Saved entries:
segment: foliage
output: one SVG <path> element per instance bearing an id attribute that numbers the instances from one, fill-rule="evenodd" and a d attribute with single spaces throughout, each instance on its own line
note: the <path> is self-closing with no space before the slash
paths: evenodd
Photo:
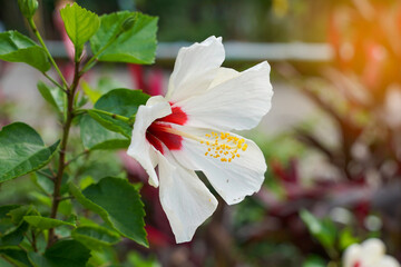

# [What the task requires]
Count the lines in the listing above that contain the string "evenodd", and reply with the number alone.

# [Output for this task]
2